**Task**. Reproduce, word for word, the part of the teeth whitening passage that runs from "Professional whitening performed" up to and including "directions followed closely.".

**Given passage**.

-- Opening Marker --

Teeth Whitening and Bleaching

Teeth naturally darken over time due to many factors. The most common reason teeth become darker is the foods we eat and the beverages we drink. Coffee, tea, dark sodas, and red wine are the biggest contributors to our darkening smiles.
Whitening toothpastes are only effective in removing the surface stains that occur. This is done through the addition of abrasive material in the toothpaste which in effect scrubs away the stains. This scrubbing action tends to make our teeth sensitive to both cold and heat.
Bleaching on the other hand is done through the application of Carbamide Peroxide which lightens the enamel of your teeth. Custom made trays with a take home bleaching solution offer the best possible whitening results with the fewest complications. You control how much bleaching occurs; once you determine your teeth are the shade of white that you like you stop treatment. Using those same trays you can later periodically “touch up” your teeth as needed either for special events, or if they have darkened again due to your diet.



Whitening procedures have effectively restored the smile of people with stained, dull, or discolored teeth.

The darker tissue of your teeth, the dentin, can become exposed as the outer layer of enamel is worn away by the effects of aging or things like caffeine and tobacco.

Food particles are naturally attracted to a tooth's enamel by a certain protein. Products like coffee and tea, berries and soy sauce are notorious for staining teeth. Over time, teeth actually become more absorbent and vulnerable to staining from food and other substances.

One type of stain-caused by traumatic injuries, medications and fluorosis-actually begins inside the tooth; brushing and flossing don't help. Another type of stain-one that can be more easily attacked by brushing, flossing and rinsing-is caused by external factors such as foods.

More and more people today are choosing tooth-whitening procedures to reverse the effects of aging and abuse from food and tobacco stains.

Some commercially available "whitening toothpastes" can be somewhat effective at removing stains and making teeth a few shades brighter. However, many of these products have abrasive substances that can actually wear away your tooth's enamel.

Whitening agents actually change the color of your teeth, but only are effective on certain types of stains. For example, bleaching agents have a difficult time removing brownish or grayish stains. These products also are not as effective on pitted or badly discolored teeth, or on restorations such as crowns, bridges, bonding and tooth-colored fillings (porcelain veneers or dental bonding may be more appropriate in this case).

Professional whitening performed by our office is considered to be the most effective and safest method; done properly, tooth whitening can last as long as five years. Over-the-counter whitening systems are somewhat effective as long as they are monitored and directions followed closely.

-- Closing Marker --

**Given entries**.
-- Opening Marker --

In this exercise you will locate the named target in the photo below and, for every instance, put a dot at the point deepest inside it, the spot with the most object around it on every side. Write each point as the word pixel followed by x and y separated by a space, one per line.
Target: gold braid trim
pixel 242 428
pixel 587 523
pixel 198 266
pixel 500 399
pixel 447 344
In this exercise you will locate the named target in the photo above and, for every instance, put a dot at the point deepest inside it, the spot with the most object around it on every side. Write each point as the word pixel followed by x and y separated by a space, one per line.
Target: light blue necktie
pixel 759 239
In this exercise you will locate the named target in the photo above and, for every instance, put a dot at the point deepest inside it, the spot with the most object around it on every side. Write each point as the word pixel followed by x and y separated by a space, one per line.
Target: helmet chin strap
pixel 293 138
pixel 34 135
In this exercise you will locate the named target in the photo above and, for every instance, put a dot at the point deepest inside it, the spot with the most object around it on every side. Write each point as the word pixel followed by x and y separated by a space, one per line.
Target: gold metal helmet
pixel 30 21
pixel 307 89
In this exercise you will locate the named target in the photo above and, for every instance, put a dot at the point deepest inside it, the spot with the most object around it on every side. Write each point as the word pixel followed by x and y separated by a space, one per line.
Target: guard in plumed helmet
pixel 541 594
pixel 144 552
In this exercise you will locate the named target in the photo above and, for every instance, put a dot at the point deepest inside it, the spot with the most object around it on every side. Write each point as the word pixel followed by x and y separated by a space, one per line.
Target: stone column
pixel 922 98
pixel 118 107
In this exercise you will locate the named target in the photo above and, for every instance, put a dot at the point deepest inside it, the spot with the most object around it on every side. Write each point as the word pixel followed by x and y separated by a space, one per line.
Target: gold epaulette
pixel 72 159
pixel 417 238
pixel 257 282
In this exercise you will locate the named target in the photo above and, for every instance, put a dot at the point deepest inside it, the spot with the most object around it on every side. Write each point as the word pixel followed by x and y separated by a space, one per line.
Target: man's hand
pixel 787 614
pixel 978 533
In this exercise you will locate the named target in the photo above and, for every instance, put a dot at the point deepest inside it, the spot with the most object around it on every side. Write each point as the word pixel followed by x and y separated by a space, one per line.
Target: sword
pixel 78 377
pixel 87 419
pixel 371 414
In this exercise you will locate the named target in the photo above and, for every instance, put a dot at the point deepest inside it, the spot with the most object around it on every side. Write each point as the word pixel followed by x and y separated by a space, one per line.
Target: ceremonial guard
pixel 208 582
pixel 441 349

-- Closing Marker --

**Solution to the problem**.
Professional whitening performed by our office is considered to be the most effective and safest method; done properly, tooth whitening can last as long as five years. Over-the-counter whitening systems are somewhat effective as long as they are monitored and directions followed closely.